Dataset rows

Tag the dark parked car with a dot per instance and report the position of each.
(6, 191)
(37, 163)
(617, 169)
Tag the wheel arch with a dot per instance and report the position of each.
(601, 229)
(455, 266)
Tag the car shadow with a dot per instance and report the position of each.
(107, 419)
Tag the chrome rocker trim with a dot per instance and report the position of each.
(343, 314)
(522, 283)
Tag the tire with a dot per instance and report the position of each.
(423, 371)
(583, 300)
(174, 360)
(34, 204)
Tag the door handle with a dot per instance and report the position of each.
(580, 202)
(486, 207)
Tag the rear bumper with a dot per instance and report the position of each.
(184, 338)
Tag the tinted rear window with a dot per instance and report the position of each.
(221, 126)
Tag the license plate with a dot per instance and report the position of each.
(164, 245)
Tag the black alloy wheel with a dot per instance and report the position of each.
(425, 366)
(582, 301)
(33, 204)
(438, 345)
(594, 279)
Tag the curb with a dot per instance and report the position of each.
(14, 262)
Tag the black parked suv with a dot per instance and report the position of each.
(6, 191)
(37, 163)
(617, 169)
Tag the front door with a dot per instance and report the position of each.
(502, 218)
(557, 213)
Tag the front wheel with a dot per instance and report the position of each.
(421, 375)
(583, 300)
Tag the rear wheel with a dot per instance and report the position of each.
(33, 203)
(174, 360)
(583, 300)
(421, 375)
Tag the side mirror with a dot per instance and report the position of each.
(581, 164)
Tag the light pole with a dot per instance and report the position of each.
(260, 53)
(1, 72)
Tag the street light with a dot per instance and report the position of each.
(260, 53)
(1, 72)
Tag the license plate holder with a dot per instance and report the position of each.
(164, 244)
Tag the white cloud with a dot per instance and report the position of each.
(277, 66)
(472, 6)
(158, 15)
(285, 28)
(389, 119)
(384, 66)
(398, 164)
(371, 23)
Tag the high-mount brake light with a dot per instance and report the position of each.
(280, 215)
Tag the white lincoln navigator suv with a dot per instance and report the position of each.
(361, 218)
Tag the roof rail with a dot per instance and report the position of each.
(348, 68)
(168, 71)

• [GOAL OF THE EXERCISE]:
Change each "Tag" in the data above to "Mark" and keep every other line the same.

• [EXERCISE OUTPUT]:
Mark the dark parked car with a dot per instance and report the position of each.
(6, 191)
(37, 163)
(617, 169)
Mark the wheel arch with a dot per instance and report the position of each.
(601, 229)
(455, 266)
Mark the car shadow with a dot per instance and report the position of each.
(107, 419)
Mark the chrome rocker trim with a dot per instance and report the position of each.
(343, 314)
(522, 283)
Mark the tire with a dot per instance and report the position of each.
(423, 371)
(583, 300)
(174, 360)
(34, 204)
Mark the door handle with a dot per instance and report the position of each.
(580, 202)
(486, 207)
Mark the rear bumper with a dot per instance and report the position of each.
(184, 338)
Mark the tinted rear window with a dot per instance and report the position of each.
(221, 126)
Mark the license plate with a dot per instance and report the position of each.
(164, 245)
Mark the black alloy wheel with a dot per instance and report the position of each.
(425, 366)
(582, 301)
(33, 204)
(438, 345)
(594, 279)
Mark the curb with a dot per instance and report the position of each.
(14, 262)
Mark the black parked suv with a dot per instance and report the position of each.
(6, 191)
(37, 163)
(617, 169)
Mark the front door with a dot per instance and report the position of each.
(502, 218)
(557, 213)
Mark the front wheel with a dot per instance and report the position of each.
(421, 375)
(583, 300)
Mark the rear wheel with a dot per instance and report the position of each.
(33, 203)
(174, 360)
(583, 300)
(421, 375)
Mark the side mirror with a dot per instance and report the position of each.
(581, 164)
Mark the light pole with a dot per instance and report the position of each.
(260, 53)
(1, 72)
Mark the street light with a dot per instance and report the position of each.
(260, 53)
(1, 72)
Mark the license plate holder with a dot per instance and report the position of each.
(164, 244)
Mark the white cloud with a dot per instance and report the position of each.
(277, 66)
(472, 6)
(158, 15)
(285, 28)
(389, 119)
(384, 66)
(398, 164)
(371, 23)
Mark the high-mount brake light with a dot per instance and report the position of each.
(280, 215)
Mark the white lincoln navigator suv with a dot per instance and report the position of each.
(361, 218)
Mark the roof rail with a dot per instance and report the position of each.
(348, 68)
(168, 71)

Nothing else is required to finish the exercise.